INPUT FOR THIS TASK:
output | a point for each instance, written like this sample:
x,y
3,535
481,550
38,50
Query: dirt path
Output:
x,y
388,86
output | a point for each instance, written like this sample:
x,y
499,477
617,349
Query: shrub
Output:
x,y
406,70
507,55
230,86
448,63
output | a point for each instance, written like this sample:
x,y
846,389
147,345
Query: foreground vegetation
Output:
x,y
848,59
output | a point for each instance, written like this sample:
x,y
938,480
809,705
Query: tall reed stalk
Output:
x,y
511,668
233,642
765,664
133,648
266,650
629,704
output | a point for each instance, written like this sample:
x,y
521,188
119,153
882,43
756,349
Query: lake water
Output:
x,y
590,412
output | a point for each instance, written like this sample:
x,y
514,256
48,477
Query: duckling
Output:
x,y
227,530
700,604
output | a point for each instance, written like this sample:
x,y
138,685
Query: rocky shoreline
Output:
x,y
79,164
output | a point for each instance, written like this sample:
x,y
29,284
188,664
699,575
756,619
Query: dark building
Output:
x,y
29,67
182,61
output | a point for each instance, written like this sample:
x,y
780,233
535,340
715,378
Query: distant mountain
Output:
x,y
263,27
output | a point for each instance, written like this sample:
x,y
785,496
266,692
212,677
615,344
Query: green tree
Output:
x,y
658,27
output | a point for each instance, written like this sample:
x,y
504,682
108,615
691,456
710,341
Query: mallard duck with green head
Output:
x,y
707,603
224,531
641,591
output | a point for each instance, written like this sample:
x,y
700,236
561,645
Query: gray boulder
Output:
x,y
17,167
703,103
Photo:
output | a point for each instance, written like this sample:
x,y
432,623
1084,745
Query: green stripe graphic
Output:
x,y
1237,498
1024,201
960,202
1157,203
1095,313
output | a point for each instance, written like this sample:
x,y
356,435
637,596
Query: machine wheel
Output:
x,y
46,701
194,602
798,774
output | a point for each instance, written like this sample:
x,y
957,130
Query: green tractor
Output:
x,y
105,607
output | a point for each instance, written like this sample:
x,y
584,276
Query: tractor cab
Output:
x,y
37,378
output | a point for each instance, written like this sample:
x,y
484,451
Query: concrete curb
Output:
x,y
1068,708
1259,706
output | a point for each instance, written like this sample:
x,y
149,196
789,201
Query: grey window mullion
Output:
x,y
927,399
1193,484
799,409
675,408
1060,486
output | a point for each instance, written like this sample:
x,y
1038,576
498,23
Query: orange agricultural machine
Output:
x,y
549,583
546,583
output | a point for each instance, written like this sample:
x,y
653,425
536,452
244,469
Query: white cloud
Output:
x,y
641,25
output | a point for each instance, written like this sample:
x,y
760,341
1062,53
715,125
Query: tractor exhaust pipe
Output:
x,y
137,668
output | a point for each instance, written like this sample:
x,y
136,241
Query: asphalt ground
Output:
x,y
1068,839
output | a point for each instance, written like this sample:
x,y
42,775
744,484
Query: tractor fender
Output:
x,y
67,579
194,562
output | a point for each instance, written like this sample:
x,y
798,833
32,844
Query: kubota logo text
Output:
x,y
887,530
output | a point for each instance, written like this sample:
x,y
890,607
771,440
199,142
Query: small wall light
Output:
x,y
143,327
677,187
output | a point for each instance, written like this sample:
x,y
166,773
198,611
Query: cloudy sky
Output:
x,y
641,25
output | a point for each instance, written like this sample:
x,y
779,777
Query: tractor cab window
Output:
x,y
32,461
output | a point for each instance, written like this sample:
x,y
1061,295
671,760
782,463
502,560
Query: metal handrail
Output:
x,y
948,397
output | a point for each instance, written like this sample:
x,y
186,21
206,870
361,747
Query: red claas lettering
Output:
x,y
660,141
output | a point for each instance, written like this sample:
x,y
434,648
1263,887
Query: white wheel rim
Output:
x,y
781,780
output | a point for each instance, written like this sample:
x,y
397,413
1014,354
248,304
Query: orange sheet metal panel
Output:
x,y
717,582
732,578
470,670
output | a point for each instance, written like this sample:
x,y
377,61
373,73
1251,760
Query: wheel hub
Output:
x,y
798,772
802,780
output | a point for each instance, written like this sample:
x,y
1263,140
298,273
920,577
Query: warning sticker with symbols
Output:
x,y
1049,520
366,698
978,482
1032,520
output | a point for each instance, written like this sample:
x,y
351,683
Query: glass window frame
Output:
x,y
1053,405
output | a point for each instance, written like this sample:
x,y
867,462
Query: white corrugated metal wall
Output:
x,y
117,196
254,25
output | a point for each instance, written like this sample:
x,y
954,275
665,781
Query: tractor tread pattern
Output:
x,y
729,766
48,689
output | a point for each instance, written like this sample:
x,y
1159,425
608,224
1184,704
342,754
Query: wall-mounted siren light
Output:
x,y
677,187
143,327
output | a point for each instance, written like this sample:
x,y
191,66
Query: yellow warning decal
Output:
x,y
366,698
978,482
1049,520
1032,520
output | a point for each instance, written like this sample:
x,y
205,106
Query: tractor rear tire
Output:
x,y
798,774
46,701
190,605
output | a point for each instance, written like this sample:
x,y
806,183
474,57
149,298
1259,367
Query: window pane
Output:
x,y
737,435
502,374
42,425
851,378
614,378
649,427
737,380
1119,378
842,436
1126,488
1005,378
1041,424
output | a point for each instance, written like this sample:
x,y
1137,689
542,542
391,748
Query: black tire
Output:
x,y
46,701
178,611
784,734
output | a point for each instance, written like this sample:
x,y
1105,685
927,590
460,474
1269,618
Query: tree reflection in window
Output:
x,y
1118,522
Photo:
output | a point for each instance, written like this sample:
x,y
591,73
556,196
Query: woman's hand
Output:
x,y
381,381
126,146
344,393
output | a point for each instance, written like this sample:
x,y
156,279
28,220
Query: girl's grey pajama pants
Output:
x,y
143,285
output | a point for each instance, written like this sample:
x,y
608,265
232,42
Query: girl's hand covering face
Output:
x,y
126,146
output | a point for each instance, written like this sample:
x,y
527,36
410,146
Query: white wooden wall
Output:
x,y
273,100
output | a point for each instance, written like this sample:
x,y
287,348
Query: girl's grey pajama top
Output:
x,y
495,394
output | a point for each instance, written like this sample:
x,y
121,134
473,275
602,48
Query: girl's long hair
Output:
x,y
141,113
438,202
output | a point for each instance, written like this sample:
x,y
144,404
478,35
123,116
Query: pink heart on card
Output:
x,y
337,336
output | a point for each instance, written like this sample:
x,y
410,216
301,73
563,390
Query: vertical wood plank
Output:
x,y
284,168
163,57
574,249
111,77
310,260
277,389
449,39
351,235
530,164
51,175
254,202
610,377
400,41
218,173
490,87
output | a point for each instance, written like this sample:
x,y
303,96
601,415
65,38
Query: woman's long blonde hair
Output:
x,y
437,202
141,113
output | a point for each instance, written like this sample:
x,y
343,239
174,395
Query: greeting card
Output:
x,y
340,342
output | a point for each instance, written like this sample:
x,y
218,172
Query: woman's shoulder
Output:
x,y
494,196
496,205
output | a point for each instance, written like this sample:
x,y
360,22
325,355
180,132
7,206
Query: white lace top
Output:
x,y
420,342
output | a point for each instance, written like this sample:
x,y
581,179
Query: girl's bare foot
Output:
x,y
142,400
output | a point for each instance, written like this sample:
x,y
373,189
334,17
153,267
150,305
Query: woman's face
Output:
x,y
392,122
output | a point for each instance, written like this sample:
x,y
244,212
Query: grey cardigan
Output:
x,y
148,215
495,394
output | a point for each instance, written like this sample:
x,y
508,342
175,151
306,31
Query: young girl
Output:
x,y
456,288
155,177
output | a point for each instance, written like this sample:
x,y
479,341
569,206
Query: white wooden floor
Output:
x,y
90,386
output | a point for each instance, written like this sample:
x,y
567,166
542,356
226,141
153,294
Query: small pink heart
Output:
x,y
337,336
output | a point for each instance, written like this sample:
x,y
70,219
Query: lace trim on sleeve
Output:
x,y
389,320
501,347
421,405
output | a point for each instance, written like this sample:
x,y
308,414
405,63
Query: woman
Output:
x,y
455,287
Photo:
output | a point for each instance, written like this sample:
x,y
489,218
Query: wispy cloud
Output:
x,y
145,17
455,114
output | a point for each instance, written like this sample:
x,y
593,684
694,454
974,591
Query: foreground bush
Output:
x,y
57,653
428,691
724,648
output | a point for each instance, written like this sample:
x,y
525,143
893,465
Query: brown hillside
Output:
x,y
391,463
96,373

WHAT NEEDS TO BE DONE: Return each line of the rows above that contains the string "wall", copied unchanged. Case counts.

COMPLETE RESPONSE:
Query: small wall light
Query: white corrugated metal wall
Query: wall-mounted siren light
Query: white wooden wall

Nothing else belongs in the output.